Since 2016, troll operations have grown more adept at skirting takedowns for coordinated inauthentic behavior. They no longer do the copy-paste jobs seen from Duterte supporters in the past, German, the campaign strategist, said. Instead, they act like real people, maintaining personalized accounts, sharing photos and videos, and joining groups.

The modern troll network is led by a moderator and runs like a call center, he explained. A moderator alerts their staff — typically composed of 10 people, each of whom can handle dozens of accounts — to the agenda of the day, such as news items to react to or what criticism to stem.

Others lean on micro-influencers or “key opinion leaders,” who have a few thousand followers. They are picked by candidates based on socioeconomic class, age and location, depending on the demographic the political client needs to reach. The market rate is 4 to 6 cents per like, follower or subscriber.

An influencer with 10,000 followers could earn between $5,800 to $6,800 on a monthly retainer during election season, German said — more than 10 times greater than an average teacher salary.

One digital creative shared a job offer sent by an agent for a “political candidate” with The Washington Post on the condition of anonymity, citing the sensitivity of the matter. It entailed running a Facebook page and posting material every day, with messaging “seeded” from the agency.

“You will be coordinating with an associate of mine for brainstorming of plans but the rest relies on your creativity to create content,” the message read. “There will be minimal interface with the client.”

Winning over the next generation

Researchers say the change in strategy — more authentic content, focused on Gen Z-friendly platforms — isn’t just about avoiding takedowns. It also intentionally speaks to the next generation, solidifying the Marcos family in people’s hearts beyond just Bongbong as the next president. At the heart of the campaign is his eldest son, Ferdinand Alexander, who is running for Congress.

The 27-year-old, nicknamed Sandro, is a rising online star. Whole accounts are dedicated to fan cams of him, with photo and video run through filters and love songs. Some posts lean into fan fiction, where a viewer can pretend they are in an arranged marriage with him, or that they are being fought over by Sandro and his brothers.

Experts say these posts, however, are not just from ordinary fans but rather “people” working for Sandro’s own family. Some clues to the inauthenticity of the content include the volume and pace at which they’re released, and access to raw material — which include baby photos and seemingly intimate video, like Sandro dancing with his mother.

TikTok users are often teenagers, well removed from the baggage of martial law. The family’s strategists realized its millennial heir had “great potential to be an influencer,” John Nery, a columnist and co-convener at the Consortium on Democracy and Disinformation, said.

The teen heartthrob fits with the Marcoses’ goal of deepening their family’s celebrity status. Pro-Marcos TikToks show the family “having fun, playing up how close they are to each other,” he said, but also show a gilded life that is entirely aspirational for Filipinos.

That life, however, is exactly what Marcos Jr. is promising for his supporters as he will “unite” the Philippines and make it “rise again” — in a conscious echo of so many other authoritarian populists around the world.

The strongman model plays well in a country with rising socioeconomic disparities, argues McCoy, the historian. He and others expect a Marcos victory to be worse for the Philippine economy and further weaken institutions, including the press.

The opinions of experts, however, can be no match for 30 seconds of TikTok, such as in one video viewed more than 50,000 times, where a toddler simply chants “Bring back Marcos!”

It drew over 800 commenters, most of whom replied with a similar sentiment: “We’ll bring him back, baby,” they said. “For your future.”

Excerpts from point annotation data:
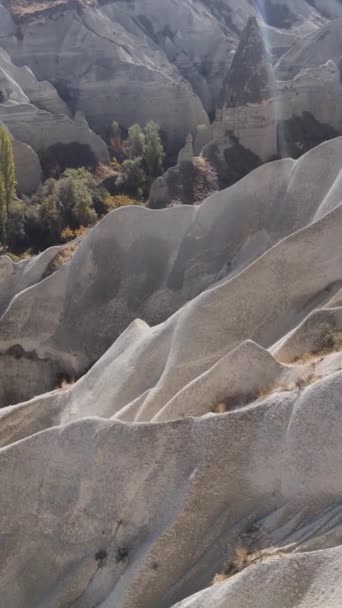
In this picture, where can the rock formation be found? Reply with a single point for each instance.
(170, 396)
(250, 79)
(234, 369)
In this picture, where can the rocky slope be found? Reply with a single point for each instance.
(90, 62)
(170, 396)
(211, 418)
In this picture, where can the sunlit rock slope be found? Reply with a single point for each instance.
(203, 435)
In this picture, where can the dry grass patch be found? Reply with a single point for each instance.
(27, 8)
(64, 255)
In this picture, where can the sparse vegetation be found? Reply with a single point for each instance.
(242, 559)
(7, 185)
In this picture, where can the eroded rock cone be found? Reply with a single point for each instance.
(250, 79)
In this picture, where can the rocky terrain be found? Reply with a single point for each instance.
(170, 396)
(209, 417)
(68, 66)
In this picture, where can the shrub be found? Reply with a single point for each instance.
(134, 178)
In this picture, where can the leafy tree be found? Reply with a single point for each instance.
(116, 131)
(153, 151)
(134, 179)
(7, 179)
(16, 235)
(136, 142)
(3, 214)
(7, 166)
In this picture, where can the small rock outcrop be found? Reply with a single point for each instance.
(189, 182)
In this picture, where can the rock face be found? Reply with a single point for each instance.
(250, 79)
(171, 386)
(49, 130)
(219, 413)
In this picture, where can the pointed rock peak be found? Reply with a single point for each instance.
(250, 79)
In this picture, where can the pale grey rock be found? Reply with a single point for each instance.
(186, 153)
(128, 67)
(43, 130)
(28, 170)
(122, 270)
(41, 94)
(319, 47)
(309, 101)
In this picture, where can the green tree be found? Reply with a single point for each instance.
(7, 167)
(136, 141)
(3, 215)
(153, 152)
(7, 180)
(134, 176)
(116, 131)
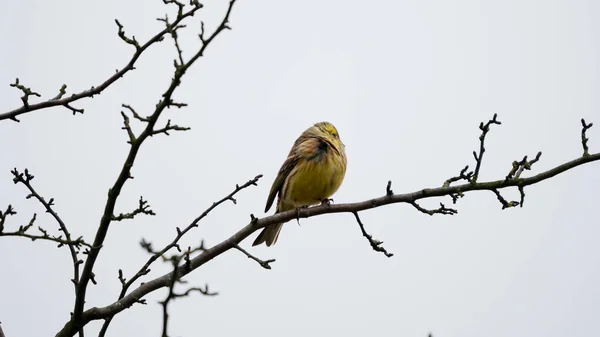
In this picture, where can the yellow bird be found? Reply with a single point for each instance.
(313, 171)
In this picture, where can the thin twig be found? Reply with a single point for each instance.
(256, 224)
(145, 269)
(375, 244)
(77, 320)
(95, 90)
(485, 128)
(262, 263)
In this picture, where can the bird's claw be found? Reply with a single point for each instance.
(298, 213)
(326, 201)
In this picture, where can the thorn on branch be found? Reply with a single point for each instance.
(522, 193)
(485, 128)
(441, 210)
(463, 175)
(135, 114)
(168, 128)
(132, 41)
(3, 215)
(74, 110)
(505, 204)
(61, 93)
(519, 166)
(26, 93)
(264, 264)
(143, 208)
(388, 189)
(375, 244)
(584, 139)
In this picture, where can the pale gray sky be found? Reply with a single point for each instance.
(406, 83)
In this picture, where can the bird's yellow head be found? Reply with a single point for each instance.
(329, 132)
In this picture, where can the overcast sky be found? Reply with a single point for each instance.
(405, 82)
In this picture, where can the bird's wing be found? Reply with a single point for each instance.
(284, 171)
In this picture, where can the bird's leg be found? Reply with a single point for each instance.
(298, 213)
(326, 201)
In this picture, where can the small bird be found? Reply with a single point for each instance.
(312, 172)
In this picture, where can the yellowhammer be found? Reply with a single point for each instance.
(313, 171)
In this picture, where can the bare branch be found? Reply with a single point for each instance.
(59, 100)
(519, 166)
(485, 128)
(584, 139)
(264, 264)
(45, 236)
(9, 211)
(77, 320)
(74, 245)
(441, 210)
(505, 204)
(172, 294)
(143, 208)
(145, 269)
(168, 128)
(375, 244)
(256, 224)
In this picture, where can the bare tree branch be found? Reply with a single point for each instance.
(74, 245)
(77, 320)
(263, 263)
(485, 128)
(584, 139)
(175, 260)
(60, 100)
(145, 269)
(256, 224)
(375, 244)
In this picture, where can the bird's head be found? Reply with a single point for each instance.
(329, 132)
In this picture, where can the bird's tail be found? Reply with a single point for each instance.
(270, 234)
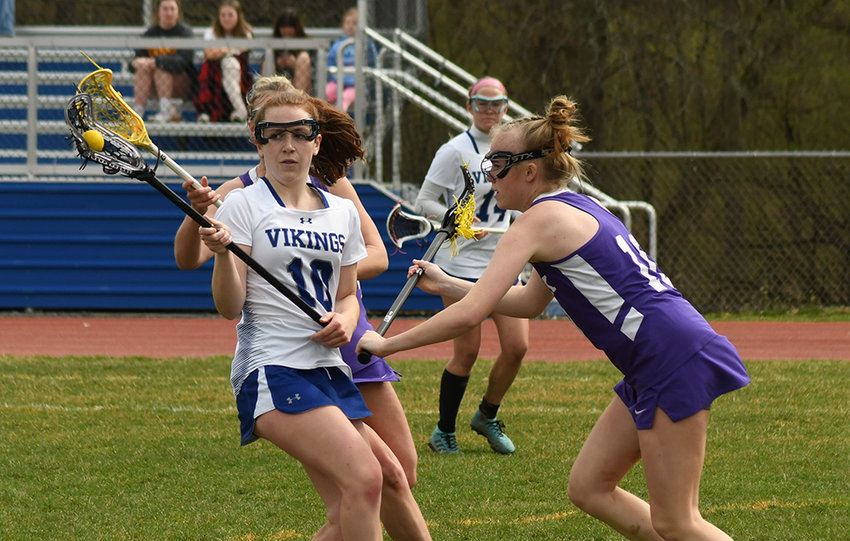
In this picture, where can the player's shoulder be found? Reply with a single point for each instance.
(336, 201)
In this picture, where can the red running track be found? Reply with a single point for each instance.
(551, 340)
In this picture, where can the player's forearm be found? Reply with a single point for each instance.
(189, 252)
(445, 325)
(228, 287)
(375, 263)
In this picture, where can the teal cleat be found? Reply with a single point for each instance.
(444, 443)
(494, 431)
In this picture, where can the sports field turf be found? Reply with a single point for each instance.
(135, 448)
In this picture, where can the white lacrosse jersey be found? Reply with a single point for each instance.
(469, 147)
(304, 249)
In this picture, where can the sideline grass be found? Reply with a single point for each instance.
(101, 448)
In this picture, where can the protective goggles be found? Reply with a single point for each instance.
(306, 129)
(483, 104)
(497, 164)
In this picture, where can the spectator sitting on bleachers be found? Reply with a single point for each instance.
(294, 65)
(225, 76)
(349, 26)
(167, 73)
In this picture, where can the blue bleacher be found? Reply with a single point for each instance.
(108, 246)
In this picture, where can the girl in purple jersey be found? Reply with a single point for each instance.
(674, 364)
(399, 512)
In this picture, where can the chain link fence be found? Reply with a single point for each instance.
(742, 231)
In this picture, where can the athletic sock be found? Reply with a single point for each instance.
(452, 388)
(488, 410)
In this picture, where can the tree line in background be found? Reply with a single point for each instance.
(648, 75)
(667, 75)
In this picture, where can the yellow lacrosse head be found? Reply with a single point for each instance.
(464, 215)
(110, 109)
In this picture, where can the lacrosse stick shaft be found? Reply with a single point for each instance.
(405, 292)
(236, 250)
(176, 167)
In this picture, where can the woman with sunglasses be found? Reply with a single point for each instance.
(487, 103)
(674, 364)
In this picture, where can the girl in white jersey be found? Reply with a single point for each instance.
(399, 512)
(487, 103)
(673, 363)
(291, 385)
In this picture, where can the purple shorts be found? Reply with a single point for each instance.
(291, 390)
(714, 370)
(377, 368)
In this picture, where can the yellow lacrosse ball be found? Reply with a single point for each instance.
(94, 140)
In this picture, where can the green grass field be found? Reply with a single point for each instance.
(102, 448)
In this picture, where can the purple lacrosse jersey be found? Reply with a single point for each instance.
(616, 295)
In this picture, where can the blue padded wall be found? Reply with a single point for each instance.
(108, 246)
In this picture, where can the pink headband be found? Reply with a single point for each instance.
(488, 81)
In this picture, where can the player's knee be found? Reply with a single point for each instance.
(394, 477)
(582, 491)
(515, 351)
(673, 527)
(366, 483)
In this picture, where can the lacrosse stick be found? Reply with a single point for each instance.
(456, 221)
(111, 111)
(116, 155)
(403, 226)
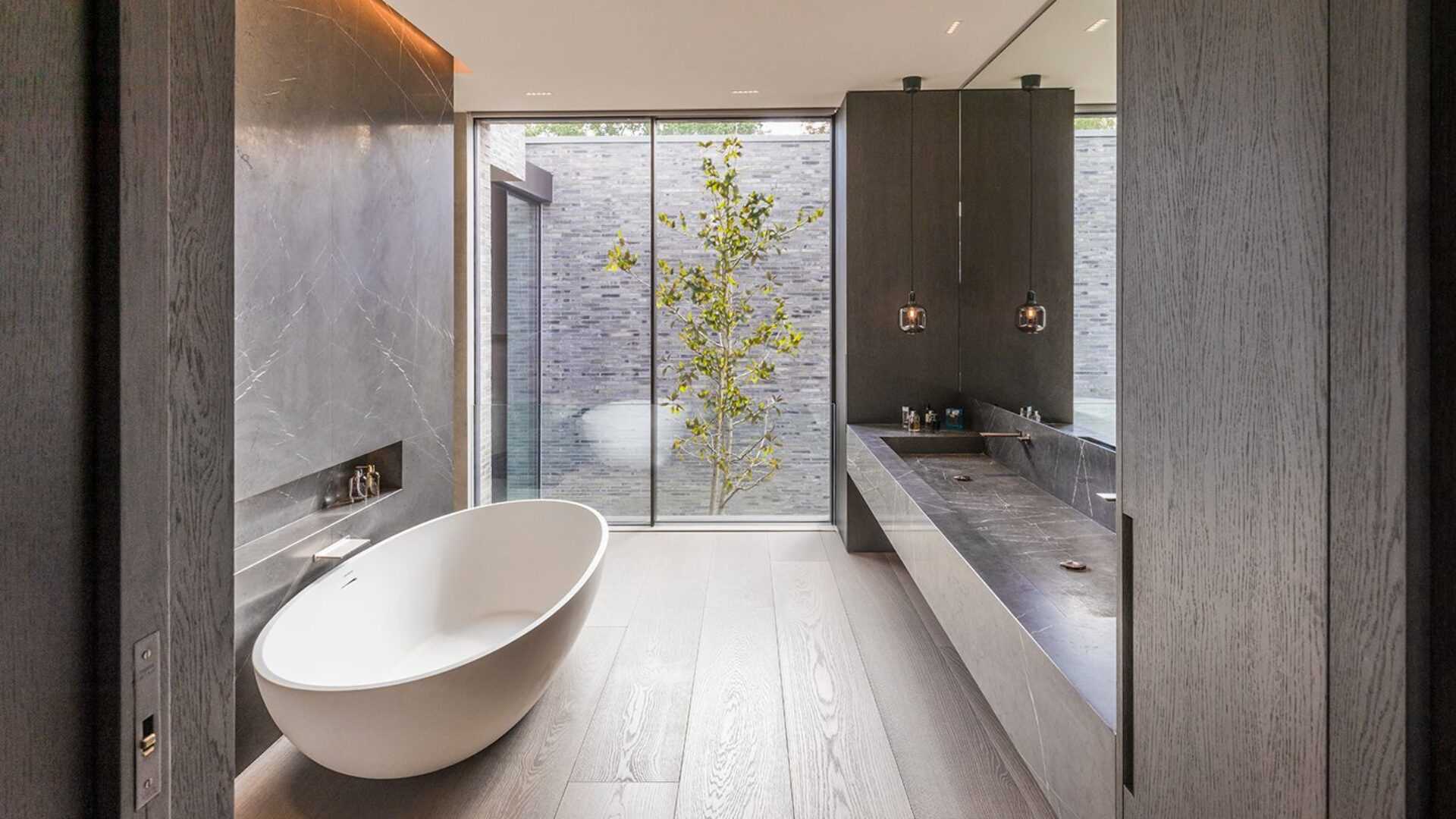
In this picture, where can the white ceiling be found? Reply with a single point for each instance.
(1060, 49)
(691, 55)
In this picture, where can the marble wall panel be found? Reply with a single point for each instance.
(343, 275)
(1071, 468)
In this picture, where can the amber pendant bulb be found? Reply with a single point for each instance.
(1031, 316)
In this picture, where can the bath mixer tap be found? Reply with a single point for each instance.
(1019, 436)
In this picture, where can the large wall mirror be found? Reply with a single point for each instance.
(1074, 44)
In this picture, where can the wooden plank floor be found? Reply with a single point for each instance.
(746, 675)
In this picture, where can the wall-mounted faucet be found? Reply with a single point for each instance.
(1019, 436)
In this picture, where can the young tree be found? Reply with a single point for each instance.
(733, 324)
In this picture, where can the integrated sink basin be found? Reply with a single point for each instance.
(986, 545)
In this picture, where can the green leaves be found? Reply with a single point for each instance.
(727, 346)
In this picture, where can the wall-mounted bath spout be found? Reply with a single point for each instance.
(1019, 436)
(340, 550)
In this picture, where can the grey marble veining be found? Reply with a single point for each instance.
(1057, 460)
(344, 218)
(344, 286)
(1040, 642)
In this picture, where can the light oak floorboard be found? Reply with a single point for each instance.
(740, 672)
(949, 765)
(736, 763)
(638, 730)
(620, 572)
(840, 764)
(618, 800)
(740, 572)
(797, 545)
(522, 776)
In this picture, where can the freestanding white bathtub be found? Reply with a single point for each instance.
(431, 645)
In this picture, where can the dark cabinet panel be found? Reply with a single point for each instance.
(1223, 404)
(887, 369)
(1017, 209)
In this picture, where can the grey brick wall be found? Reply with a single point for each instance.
(1095, 259)
(595, 349)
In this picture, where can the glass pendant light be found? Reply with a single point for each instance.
(1030, 315)
(912, 315)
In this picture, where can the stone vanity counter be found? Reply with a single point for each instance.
(1040, 640)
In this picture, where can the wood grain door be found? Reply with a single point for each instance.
(1223, 407)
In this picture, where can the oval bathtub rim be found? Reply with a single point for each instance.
(261, 670)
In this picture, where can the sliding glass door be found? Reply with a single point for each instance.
(707, 403)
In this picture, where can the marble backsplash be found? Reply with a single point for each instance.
(1071, 468)
(344, 283)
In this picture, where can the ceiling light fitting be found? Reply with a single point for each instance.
(1030, 315)
(912, 315)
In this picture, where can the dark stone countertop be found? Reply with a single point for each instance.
(1014, 535)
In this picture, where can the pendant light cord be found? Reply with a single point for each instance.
(1031, 186)
(912, 191)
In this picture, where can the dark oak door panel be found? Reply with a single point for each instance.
(1223, 404)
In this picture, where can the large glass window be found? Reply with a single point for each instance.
(1095, 278)
(587, 353)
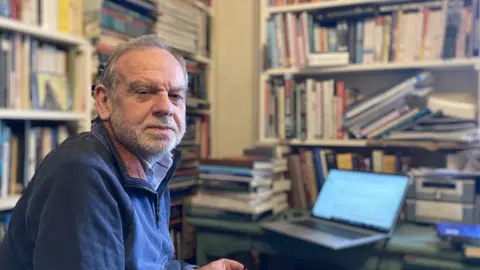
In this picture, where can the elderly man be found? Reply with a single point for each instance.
(100, 199)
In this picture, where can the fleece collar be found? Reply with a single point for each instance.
(129, 163)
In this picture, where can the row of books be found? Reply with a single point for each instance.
(410, 111)
(374, 33)
(306, 109)
(184, 27)
(114, 22)
(38, 75)
(309, 167)
(246, 187)
(54, 15)
(22, 149)
(328, 109)
(278, 3)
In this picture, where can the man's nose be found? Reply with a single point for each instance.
(162, 105)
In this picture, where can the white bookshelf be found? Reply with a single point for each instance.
(449, 64)
(467, 65)
(40, 33)
(66, 40)
(204, 7)
(7, 203)
(41, 115)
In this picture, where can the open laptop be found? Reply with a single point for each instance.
(352, 209)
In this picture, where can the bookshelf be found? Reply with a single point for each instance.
(76, 114)
(472, 63)
(464, 68)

= Brief 1 =
According to the passage on pro-Marcos online campaigning, what is the market rate paid to micro-influencers?
= Brief 2 =
Convert the section of the entries that starts at the line containing "In this picture, where can the open" and continues through the end of the entries into a JSON list of strings, one string per line, omitting blank lines.

= Problem solution 1 =
The market rate is 4 to 6 cents per like, follower or subscriber.

= Problem solution 2 =
[
  "In this picture, where can the open laptop be found? Reply with a single point for each instance.",
  "(352, 209)",
  "In this picture, where can the bookshelf be found? Reply with a single point for each instance.",
  "(76, 114)",
  "(472, 63)",
  "(464, 68)"
]